Supplied data
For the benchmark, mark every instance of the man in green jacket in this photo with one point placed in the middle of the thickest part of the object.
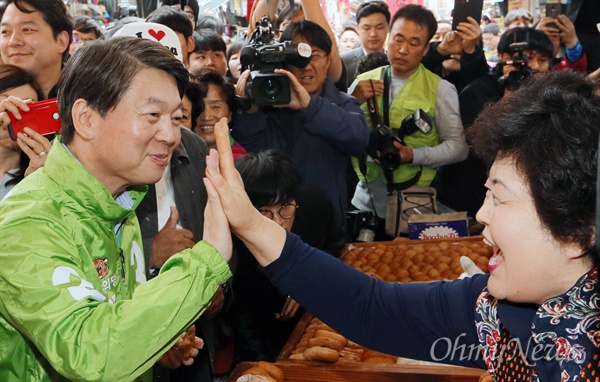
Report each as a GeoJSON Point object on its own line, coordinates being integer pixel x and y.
{"type": "Point", "coordinates": [74, 301]}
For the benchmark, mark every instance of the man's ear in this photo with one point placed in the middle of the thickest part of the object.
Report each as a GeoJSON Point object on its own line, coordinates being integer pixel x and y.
{"type": "Point", "coordinates": [191, 44]}
{"type": "Point", "coordinates": [83, 119]}
{"type": "Point", "coordinates": [63, 41]}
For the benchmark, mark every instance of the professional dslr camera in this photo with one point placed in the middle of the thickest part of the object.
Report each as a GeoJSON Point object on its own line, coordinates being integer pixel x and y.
{"type": "Point", "coordinates": [520, 61]}
{"type": "Point", "coordinates": [263, 54]}
{"type": "Point", "coordinates": [382, 138]}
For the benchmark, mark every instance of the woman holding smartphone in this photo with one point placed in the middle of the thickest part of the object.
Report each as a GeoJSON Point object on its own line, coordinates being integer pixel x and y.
{"type": "Point", "coordinates": [18, 159]}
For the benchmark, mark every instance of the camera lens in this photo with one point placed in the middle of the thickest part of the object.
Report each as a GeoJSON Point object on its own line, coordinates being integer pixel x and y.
{"type": "Point", "coordinates": [390, 158]}
{"type": "Point", "coordinates": [271, 89]}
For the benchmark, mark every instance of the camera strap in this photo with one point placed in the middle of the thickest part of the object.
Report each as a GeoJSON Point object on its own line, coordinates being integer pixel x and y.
{"type": "Point", "coordinates": [598, 198]}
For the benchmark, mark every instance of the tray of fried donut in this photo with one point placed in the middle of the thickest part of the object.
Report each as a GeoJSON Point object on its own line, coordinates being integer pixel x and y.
{"type": "Point", "coordinates": [315, 343]}
{"type": "Point", "coordinates": [417, 260]}
{"type": "Point", "coordinates": [359, 372]}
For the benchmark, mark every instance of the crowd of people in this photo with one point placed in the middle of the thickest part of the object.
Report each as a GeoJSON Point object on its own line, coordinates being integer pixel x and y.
{"type": "Point", "coordinates": [117, 258]}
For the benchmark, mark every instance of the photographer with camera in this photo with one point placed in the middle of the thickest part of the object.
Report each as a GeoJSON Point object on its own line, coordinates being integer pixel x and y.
{"type": "Point", "coordinates": [523, 53]}
{"type": "Point", "coordinates": [413, 147]}
{"type": "Point", "coordinates": [299, 110]}
{"type": "Point", "coordinates": [568, 52]}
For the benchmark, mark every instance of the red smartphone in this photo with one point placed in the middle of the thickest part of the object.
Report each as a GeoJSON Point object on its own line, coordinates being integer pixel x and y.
{"type": "Point", "coordinates": [42, 117]}
{"type": "Point", "coordinates": [553, 10]}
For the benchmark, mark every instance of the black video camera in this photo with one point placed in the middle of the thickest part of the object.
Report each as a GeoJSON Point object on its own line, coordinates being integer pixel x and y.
{"type": "Point", "coordinates": [381, 141]}
{"type": "Point", "coordinates": [361, 225]}
{"type": "Point", "coordinates": [520, 61]}
{"type": "Point", "coordinates": [263, 54]}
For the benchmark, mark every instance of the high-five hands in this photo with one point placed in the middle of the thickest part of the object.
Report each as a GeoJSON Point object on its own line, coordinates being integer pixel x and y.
{"type": "Point", "coordinates": [229, 203]}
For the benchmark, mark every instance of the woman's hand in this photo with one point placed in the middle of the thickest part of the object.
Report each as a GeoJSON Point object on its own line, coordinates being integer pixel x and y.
{"type": "Point", "coordinates": [240, 89]}
{"type": "Point", "coordinates": [174, 358]}
{"type": "Point", "coordinates": [13, 105]}
{"type": "Point", "coordinates": [226, 195]}
{"type": "Point", "coordinates": [469, 32]}
{"type": "Point", "coordinates": [36, 146]}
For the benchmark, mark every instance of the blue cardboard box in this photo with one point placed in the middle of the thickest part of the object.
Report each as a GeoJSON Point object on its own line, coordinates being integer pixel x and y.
{"type": "Point", "coordinates": [438, 226]}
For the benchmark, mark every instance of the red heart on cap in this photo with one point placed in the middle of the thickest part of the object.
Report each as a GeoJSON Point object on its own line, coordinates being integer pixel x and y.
{"type": "Point", "coordinates": [158, 35]}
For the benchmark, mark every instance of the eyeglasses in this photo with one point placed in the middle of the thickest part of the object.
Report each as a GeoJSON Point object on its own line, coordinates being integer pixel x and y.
{"type": "Point", "coordinates": [79, 40]}
{"type": "Point", "coordinates": [286, 211]}
{"type": "Point", "coordinates": [317, 57]}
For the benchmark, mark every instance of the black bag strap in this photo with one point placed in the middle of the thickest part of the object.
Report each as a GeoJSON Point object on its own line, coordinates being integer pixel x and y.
{"type": "Point", "coordinates": [598, 198]}
{"type": "Point", "coordinates": [386, 96]}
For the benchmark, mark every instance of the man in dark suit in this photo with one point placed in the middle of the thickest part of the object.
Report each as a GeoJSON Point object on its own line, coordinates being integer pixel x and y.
{"type": "Point", "coordinates": [373, 19]}
{"type": "Point", "coordinates": [171, 219]}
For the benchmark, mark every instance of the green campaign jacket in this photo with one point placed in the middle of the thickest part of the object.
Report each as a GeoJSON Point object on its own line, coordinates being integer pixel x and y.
{"type": "Point", "coordinates": [74, 303]}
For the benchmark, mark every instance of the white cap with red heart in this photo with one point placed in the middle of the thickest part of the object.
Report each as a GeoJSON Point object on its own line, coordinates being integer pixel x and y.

Goal
Leave out the pictures and print each record exactly as it stands.

Task answer
For the benchmark, mark every instance of the man in green jacket in this photo with one point placed in the middle of the thickest part of the object.
Report each as a GeoJSON Point object on its own line, coordinates being integer pixel x and y.
{"type": "Point", "coordinates": [74, 301]}
For the benchmark, mark every instance of the man's ear in this photo with one point placed in the middle of the thickest part of the object.
Report each as a GeoJSON Point object on its own line, coordinates being integer pixel x and y.
{"type": "Point", "coordinates": [191, 44]}
{"type": "Point", "coordinates": [83, 119]}
{"type": "Point", "coordinates": [63, 41]}
For the benchmark, mark every instance of the professional dslr camera in this photo with one point placed in the middle of the thickest part of the object.
Report each as a GeoJSON Point object on its own line, coordinates being integer pixel x and y.
{"type": "Point", "coordinates": [520, 61]}
{"type": "Point", "coordinates": [263, 54]}
{"type": "Point", "coordinates": [382, 138]}
For the benchmark, mark every instance of the woman holding smartphone in this photo with one point placed in the middle of the thickest part of the object.
Report each as a GeoJSON Point object on its own line, coordinates being integer pixel x and y.
{"type": "Point", "coordinates": [18, 159]}
For the benchmark, mark every instance of the camera lens in this photo with one point placed in the middle of the thickest part of the object.
Report each as a GeoJSON Point object on its own line, coordinates being integer pixel x and y.
{"type": "Point", "coordinates": [390, 158]}
{"type": "Point", "coordinates": [271, 89]}
For the benchmark, mark every instance of the camera strap in this photo with one point placed in the middle of the thickest part of the object.
Report each as a GeoJSON Point object on its own line, coordinates being integer pixel x and y.
{"type": "Point", "coordinates": [598, 198]}
For the benchmark, mark every instance of the tray of fried donut in this photo with one point placed in the middle of the thickest part of the object.
Report each as a GeoJSON Point object on its own line, coordinates being integer pixel x and y.
{"type": "Point", "coordinates": [315, 343]}
{"type": "Point", "coordinates": [417, 260]}
{"type": "Point", "coordinates": [359, 372]}
For the benchmark, mark every instance of the crowd of people in this photo with one point placed in the middle of the thickest part of the object.
Report each as a GeoJSON Point object on its own line, coordinates being integer pixel x and y.
{"type": "Point", "coordinates": [117, 258]}
For the benchmark, mark every instance of the photographer with camera in this photo with one point placed in the middle of the thickest part of the object.
Report each as a GeoJSON Point object on its own line, coordinates being integer pixel x and y.
{"type": "Point", "coordinates": [523, 53]}
{"type": "Point", "coordinates": [413, 147]}
{"type": "Point", "coordinates": [299, 110]}
{"type": "Point", "coordinates": [568, 52]}
For the benchmark, mark every instance of the red smartphone in this photo with one point placed in the middle of the thickest part of the object.
Report each as a GeoJSON Point object on its own line, coordinates being integer pixel x and y.
{"type": "Point", "coordinates": [42, 117]}
{"type": "Point", "coordinates": [553, 10]}
For the benchmark, mark every instance of the black video camera in this photo with one point placed in the middle of the thickest part of the object.
Report each as a GeoJSON Point object on its own line, coordinates being integer pixel x and y.
{"type": "Point", "coordinates": [381, 141]}
{"type": "Point", "coordinates": [361, 225]}
{"type": "Point", "coordinates": [520, 61]}
{"type": "Point", "coordinates": [263, 54]}
For the benchmark, mark every instance of the high-five hands in this photo with one point placed in the middle of the thickest part of the object.
Report each as a GeoJSON Point object on its own line, coordinates being integer pixel x and y.
{"type": "Point", "coordinates": [229, 203]}
For the benchmark, mark every instance of the woman's hand in this photo with one point placed in the middle of the thickest part of the object.
Report each as a GeoJSON Point object on its own line, coordinates being integer pixel x and y.
{"type": "Point", "coordinates": [240, 89]}
{"type": "Point", "coordinates": [174, 358]}
{"type": "Point", "coordinates": [13, 105]}
{"type": "Point", "coordinates": [226, 195]}
{"type": "Point", "coordinates": [469, 32]}
{"type": "Point", "coordinates": [36, 146]}
For the benchmark, mark every instance of the blue cardboard box in this photo with one point placed in the middle of the thickest part of the object.
Report each as a GeoJSON Point object on its own line, coordinates being integer pixel x and y.
{"type": "Point", "coordinates": [438, 226]}
For the benchmark, mark every instance of the red heart on cap in this photo with one point placed in the middle of the thickest part of the object.
Report each as a GeoJSON Point object on its own line, coordinates being integer pixel x and y.
{"type": "Point", "coordinates": [158, 35]}
For the benchmark, mark every instance of the eyeglasses in this photo with one point placed in the middle of the thickest part of the object.
Report each as a GeoJSON Point object on its own line, coordinates being integer pixel x and y.
{"type": "Point", "coordinates": [79, 40]}
{"type": "Point", "coordinates": [286, 211]}
{"type": "Point", "coordinates": [317, 57]}
For the benchmark, mark every instance of the black bag strap in this photo with one point placed in the middle of the thickest part of the object.
Report each as a GeoJSON Point object on its own line, coordinates being integer pixel x and y.
{"type": "Point", "coordinates": [598, 198]}
{"type": "Point", "coordinates": [386, 96]}
For the benchmark, mark every instance of the man in dark suit in this photo with one point placed in the middle of the thickest part of the object.
Report each as a GeoJSON Point object on its own line, coordinates being integer pixel x and y.
{"type": "Point", "coordinates": [373, 19]}
{"type": "Point", "coordinates": [171, 219]}
For the benchmark, mark every instance of the green campaign jacket in this photo with one point placed in the middle of the thickest part of the object.
Report each as a GeoJSON Point object on its own line, coordinates being integer pixel x and y.
{"type": "Point", "coordinates": [74, 303]}
For the benchmark, mark every instance of the white cap with red heart in this photo with one point placed in the middle of the thickest part of the object.
Report each as a GeoJSON Point object on its own line, coordinates being integer pixel x and y.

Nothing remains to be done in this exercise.